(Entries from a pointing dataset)
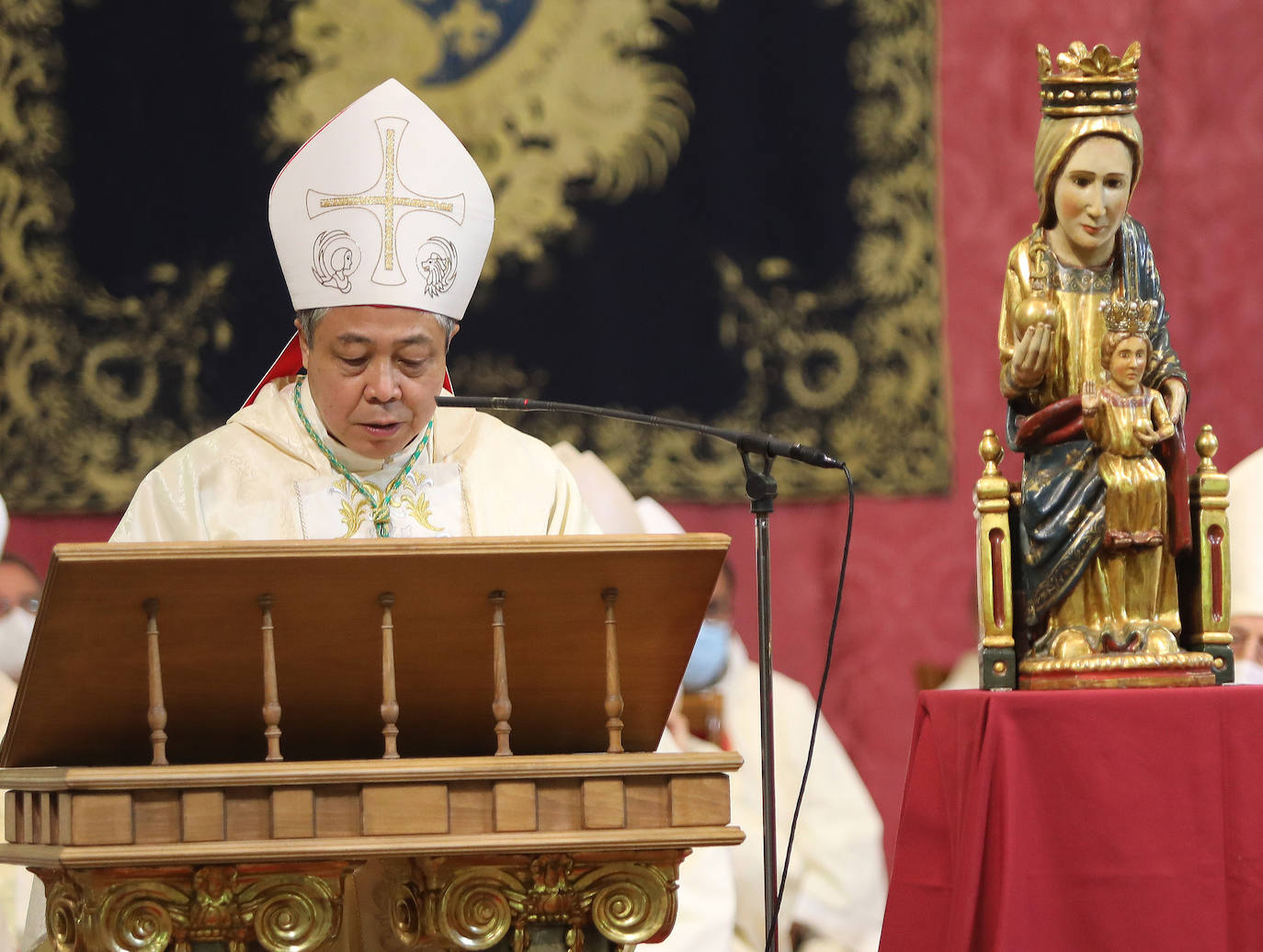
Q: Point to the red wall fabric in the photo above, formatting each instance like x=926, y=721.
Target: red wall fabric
x=909, y=588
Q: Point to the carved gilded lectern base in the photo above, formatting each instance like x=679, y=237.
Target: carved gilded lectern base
x=282, y=908
x=571, y=901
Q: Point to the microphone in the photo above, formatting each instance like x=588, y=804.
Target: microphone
x=759, y=443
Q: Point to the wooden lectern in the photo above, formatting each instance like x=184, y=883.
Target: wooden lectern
x=379, y=743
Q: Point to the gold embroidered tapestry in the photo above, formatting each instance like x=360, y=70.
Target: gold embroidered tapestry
x=708, y=209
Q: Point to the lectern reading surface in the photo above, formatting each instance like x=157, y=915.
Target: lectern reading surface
x=151, y=793
x=84, y=695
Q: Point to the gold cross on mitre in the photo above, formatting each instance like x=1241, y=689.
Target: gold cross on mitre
x=384, y=198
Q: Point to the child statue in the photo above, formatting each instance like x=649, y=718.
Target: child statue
x=1084, y=254
x=1124, y=418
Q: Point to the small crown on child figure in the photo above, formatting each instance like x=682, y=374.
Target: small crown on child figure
x=1128, y=316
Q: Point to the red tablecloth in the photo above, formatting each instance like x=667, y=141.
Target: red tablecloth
x=1081, y=820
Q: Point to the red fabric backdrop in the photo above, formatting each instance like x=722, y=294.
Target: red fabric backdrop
x=909, y=588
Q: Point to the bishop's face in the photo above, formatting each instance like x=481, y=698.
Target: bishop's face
x=374, y=374
x=1090, y=198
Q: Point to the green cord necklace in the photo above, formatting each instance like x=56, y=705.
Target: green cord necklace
x=381, y=513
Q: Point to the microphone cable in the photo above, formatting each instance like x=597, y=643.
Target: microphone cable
x=820, y=701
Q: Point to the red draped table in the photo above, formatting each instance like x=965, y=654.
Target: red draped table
x=1081, y=820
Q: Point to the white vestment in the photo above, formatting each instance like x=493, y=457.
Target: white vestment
x=262, y=476
x=837, y=880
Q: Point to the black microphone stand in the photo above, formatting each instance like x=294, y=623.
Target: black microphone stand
x=760, y=489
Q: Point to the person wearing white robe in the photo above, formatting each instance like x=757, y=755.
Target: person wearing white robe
x=262, y=476
x=375, y=316
x=835, y=891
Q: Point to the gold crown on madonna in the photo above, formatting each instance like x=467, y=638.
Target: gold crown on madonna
x=1130, y=316
x=1090, y=82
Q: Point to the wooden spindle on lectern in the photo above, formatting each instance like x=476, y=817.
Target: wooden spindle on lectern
x=389, y=699
x=270, y=698
x=613, y=686
x=500, y=708
x=157, y=708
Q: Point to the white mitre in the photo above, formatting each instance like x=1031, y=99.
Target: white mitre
x=1246, y=542
x=383, y=206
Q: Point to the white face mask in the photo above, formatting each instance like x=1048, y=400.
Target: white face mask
x=16, y=629
x=1248, y=672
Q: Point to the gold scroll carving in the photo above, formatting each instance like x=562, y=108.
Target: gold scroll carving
x=476, y=905
x=154, y=909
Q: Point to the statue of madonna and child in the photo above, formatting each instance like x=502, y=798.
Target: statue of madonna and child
x=1095, y=391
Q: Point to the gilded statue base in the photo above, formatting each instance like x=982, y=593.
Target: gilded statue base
x=1178, y=669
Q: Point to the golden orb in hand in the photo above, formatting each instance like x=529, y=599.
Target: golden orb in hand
x=1036, y=310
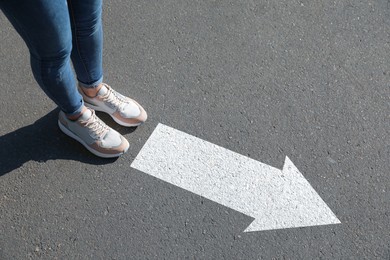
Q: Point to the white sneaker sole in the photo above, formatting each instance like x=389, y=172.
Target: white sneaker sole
x=97, y=153
x=118, y=121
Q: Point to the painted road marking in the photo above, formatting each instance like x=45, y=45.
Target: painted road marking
x=275, y=198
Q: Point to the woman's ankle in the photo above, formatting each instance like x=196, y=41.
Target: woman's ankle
x=76, y=116
x=92, y=92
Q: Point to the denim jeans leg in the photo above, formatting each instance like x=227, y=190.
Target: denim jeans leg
x=45, y=28
x=87, y=53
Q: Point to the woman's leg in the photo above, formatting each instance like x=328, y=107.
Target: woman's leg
x=45, y=27
x=87, y=53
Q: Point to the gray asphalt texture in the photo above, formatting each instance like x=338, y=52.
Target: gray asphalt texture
x=267, y=79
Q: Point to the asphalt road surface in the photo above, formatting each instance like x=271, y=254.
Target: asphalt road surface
x=266, y=79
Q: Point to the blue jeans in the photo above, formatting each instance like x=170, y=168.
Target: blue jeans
x=57, y=32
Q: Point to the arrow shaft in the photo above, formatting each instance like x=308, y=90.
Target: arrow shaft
x=208, y=170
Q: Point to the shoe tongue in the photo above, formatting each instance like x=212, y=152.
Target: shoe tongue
x=86, y=115
x=103, y=90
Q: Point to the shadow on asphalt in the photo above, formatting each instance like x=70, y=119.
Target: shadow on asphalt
x=43, y=141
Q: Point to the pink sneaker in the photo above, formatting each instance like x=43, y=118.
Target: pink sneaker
x=125, y=111
x=94, y=134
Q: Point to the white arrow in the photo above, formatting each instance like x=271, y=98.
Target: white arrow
x=275, y=198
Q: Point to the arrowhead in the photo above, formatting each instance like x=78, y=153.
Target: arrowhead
x=298, y=205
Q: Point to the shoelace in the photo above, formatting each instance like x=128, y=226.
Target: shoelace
x=98, y=129
x=114, y=98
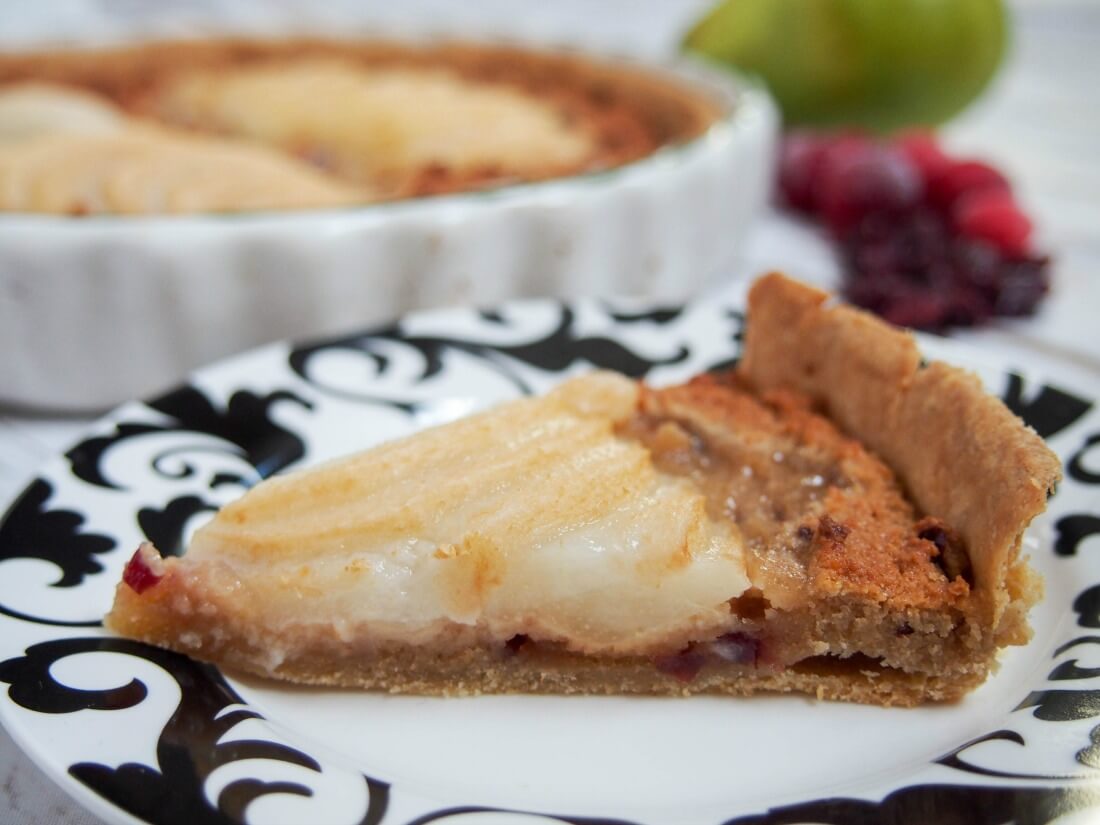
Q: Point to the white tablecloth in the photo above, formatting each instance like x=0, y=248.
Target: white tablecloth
x=1041, y=122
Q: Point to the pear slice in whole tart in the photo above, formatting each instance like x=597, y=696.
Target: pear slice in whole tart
x=831, y=518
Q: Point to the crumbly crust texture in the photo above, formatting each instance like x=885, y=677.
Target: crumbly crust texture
x=627, y=112
x=879, y=574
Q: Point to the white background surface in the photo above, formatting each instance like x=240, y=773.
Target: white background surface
x=1041, y=122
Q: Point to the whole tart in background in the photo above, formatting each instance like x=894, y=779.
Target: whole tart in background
x=166, y=204
x=336, y=122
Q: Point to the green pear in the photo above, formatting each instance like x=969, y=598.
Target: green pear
x=879, y=64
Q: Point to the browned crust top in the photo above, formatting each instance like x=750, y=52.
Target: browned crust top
x=959, y=452
x=630, y=111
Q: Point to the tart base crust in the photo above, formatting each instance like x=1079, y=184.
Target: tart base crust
x=956, y=452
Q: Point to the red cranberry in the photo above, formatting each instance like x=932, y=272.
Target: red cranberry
x=799, y=166
x=923, y=151
x=992, y=216
x=138, y=573
x=860, y=182
x=964, y=176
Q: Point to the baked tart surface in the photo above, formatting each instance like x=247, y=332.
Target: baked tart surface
x=310, y=123
x=766, y=529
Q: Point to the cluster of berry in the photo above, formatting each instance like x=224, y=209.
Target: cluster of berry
x=928, y=241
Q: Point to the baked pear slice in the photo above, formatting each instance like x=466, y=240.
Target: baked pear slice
x=829, y=518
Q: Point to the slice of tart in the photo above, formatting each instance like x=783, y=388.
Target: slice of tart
x=831, y=518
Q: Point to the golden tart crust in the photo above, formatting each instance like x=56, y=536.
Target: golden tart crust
x=745, y=518
x=374, y=121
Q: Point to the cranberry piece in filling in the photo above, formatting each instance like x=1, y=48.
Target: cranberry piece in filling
x=138, y=574
x=514, y=645
x=683, y=667
x=736, y=648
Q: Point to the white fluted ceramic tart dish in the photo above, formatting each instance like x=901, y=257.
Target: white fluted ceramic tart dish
x=165, y=205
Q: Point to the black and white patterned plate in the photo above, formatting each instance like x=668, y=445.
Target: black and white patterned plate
x=141, y=735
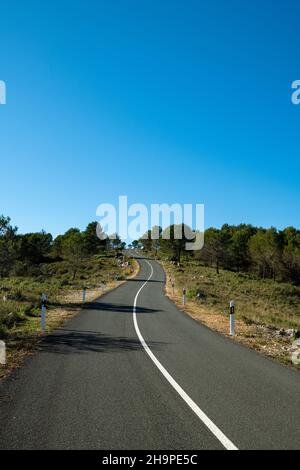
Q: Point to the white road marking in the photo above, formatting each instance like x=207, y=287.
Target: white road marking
x=201, y=415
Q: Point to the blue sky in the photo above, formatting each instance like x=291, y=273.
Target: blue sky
x=163, y=101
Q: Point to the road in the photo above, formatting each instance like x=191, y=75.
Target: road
x=131, y=371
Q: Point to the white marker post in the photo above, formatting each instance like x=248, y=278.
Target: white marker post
x=43, y=313
x=183, y=295
x=232, y=321
x=2, y=353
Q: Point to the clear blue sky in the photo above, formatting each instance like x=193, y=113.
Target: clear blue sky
x=165, y=101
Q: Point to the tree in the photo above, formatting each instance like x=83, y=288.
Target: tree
x=265, y=252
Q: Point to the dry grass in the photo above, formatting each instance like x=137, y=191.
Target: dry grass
x=23, y=338
x=263, y=307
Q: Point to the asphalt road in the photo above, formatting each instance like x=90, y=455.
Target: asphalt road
x=150, y=377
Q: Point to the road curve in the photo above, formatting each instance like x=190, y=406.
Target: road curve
x=131, y=371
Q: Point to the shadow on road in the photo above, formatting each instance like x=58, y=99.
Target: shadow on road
x=118, y=308
x=79, y=342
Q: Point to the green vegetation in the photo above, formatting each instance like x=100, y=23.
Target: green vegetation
x=34, y=263
x=259, y=268
x=258, y=301
x=266, y=253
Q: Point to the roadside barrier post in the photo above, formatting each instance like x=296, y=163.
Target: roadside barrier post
x=183, y=295
x=232, y=319
x=2, y=353
x=43, y=313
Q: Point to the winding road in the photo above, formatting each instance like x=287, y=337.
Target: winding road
x=131, y=371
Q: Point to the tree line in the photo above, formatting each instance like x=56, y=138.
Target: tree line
x=20, y=254
x=266, y=253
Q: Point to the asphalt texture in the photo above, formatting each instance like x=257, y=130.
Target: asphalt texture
x=92, y=385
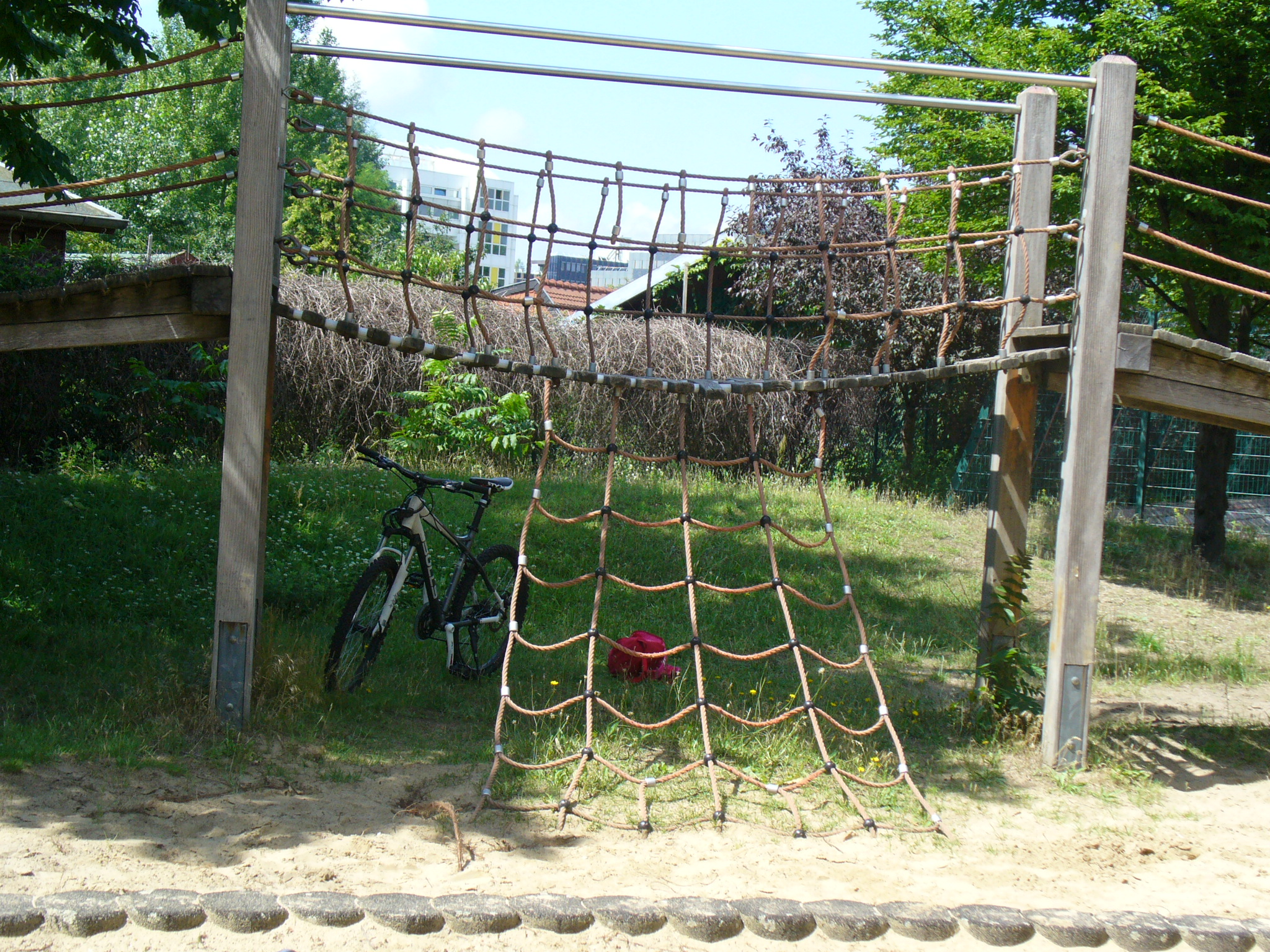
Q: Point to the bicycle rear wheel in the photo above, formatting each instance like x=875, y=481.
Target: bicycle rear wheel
x=358, y=633
x=478, y=649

▸ **What to do**
Lay out the items as a JSON list of strings, one string per line, starting at the beginning of the items and ending with the line that contains "x=384, y=198". Omit blank lines and the pictures.

▸ **Result below**
[
  "Q: Point to the red wall fabric in the photo above, formatting each instance like x=926, y=721.",
  "Target: red wall fabric",
  "x=909, y=588",
  "Q: Point to the carved gilded lectern base in the photo above, formatting each instance like x=679, y=237.",
  "Target: carved gilded lectern base",
  "x=282, y=908",
  "x=571, y=901",
  "Q: Point to the microphone in the photo above, formatting each instance like x=588, y=804.",
  "Target: microphone",
  "x=759, y=443",
  "Q: Point to the wooden lectern in the photo above, formatting each instance like x=184, y=883.",
  "Target: wooden lectern",
  "x=379, y=743",
  "Q: Point to the gold embroidered tapestry in the photo above, formatting each instance like x=360, y=70.",
  "Target: gold embroidered tapestry",
  "x=708, y=209",
  "Q: Point to the lectern reading surface in the photo above, formatting each instance like x=157, y=915.",
  "Target: lectern reading surface",
  "x=151, y=793",
  "x=84, y=695",
  "Q: Point to the gold cross on mitre in the photo above, formatting each instance like x=1241, y=689.",
  "Target: gold cross on mitre",
  "x=384, y=198"
]